→ **GIVEN TEXT**
- - - - - - -

Sunday, September 24, 2006

Richards vs. Keenan

I watched the Butte debate between Burns and Tester this a.m., and I came out wishing that Bob Keenan and Paul Richards had been slugging it out instead. Keenan, at least, would have given us honest talk about the government's pitiful record on deficit spending, and Richards would have made sense about Iraq.

Instead we get Burns hypothesizing that we will grow our way out of the deficit, just the way Jack Kennedy and Ronald Reagan did it. Except, of course, that what Kennedy and Reagan did didn't work. Tax cuts were followed by revenue increases, to be sure, but that didn't stop deficits from growing. Now, with a wildly expensive war going on, we get deficits piled upon deficits, with no end in sight.

And from Tester we get - what exactly? - about Iraq. I don't hear him flip-flopping, the way Republicans claim they do. I just don't hear any clear position at all. Richards would have pointed out that, if in fact the war in Iraq is leading to more terrorism, not less, then "stay the course" is not only expensive and impractical, it's downright stupid. We need a change of course, and fast. Creating the first pro-torture presidential administration in U.S. history isn't going to get the job done.

- - - - - - -

→ **SUPPLIED DATA**
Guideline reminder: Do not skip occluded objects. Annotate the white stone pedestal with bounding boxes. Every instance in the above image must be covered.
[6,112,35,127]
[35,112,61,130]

- - - - - - -

→ **TASK REQUIREMENTS**
**A)** In the blog post about the Burns and Tester debate, which two presidents does Burns say the country should copy in growing its way out of the deficit?
**B)** Shorten the paragraph of the blog post about the Burns and Tester debate that begins "Instead we get Burns hypothesizing" while keeping its main facts.
**C)** Write the next part of the blog post about the Burns and Tester debate, picking up right after its final sentence.

→ **TASK ANSWERS**
**A)** Jack Kennedy and Ronald Reagan.

**B)** Burns claims the deficit can be outgrown, as Kennedy and Reagan supposedly did. But their approach failed: tax cuts were followed by revenue increases, yet deficits still grew. Now, with a costly war underway, deficits keep piling up with no end in sight.

**C)**
So we get a lame, watered-down debate, a greatest-hits edition of sound bites and conventional wisdom. I'm holding out for Keenan-Richards.

UPDATE: Interesting comments below about the merits of staying and leaving Iraq. This month's Harper's magazine has a plan by George McGovern and William R. Polk on how to get out of the war. I'm not expert enough to judge the merits of the plan, but what strikes me is that it is at least a plan. Why can't we get a plan from our own government? All we get are "stay the course" and "cut and run," neither of which makes any sense. Everybody knows we have to leave Iraq sometime -- my grandkids may have to fight there, but their grandkids won't -- so why not plan for it? And why not have that discussion in a public forum among representatives chosen by the people to stand up for our interests -- say, Congress, for example?


Steve T. said...

Best debate review I've seen.

But then again, I am a cynic.

MontanaJen said...

hmmm - well, hopefully one day there will be a couple of candidates that fulfulls your inflated need for entertainment fed by television affiliate scriptwriters, but for now you'll have to suffer through the 'boring' debate on issues between a corrupt incumbent and a straight talker who is more concerned about what's good for America than spitting out quotable quips in ten words or less on how to fix the world.

Anonymous said...

Must be a slow day there at the Outterpost! Pretty stupid comments I'd say. I would suggest that with just a wee bit of effort, one could ascertain Tester's position on Iraq. But debates now days are NOT designed for indepth analysis of issues. I wonder, what makes you even think that they are?


David said...

I would love to sit through a in-depth debate on issues. Geez, that would be a pleasure. Never happen, though.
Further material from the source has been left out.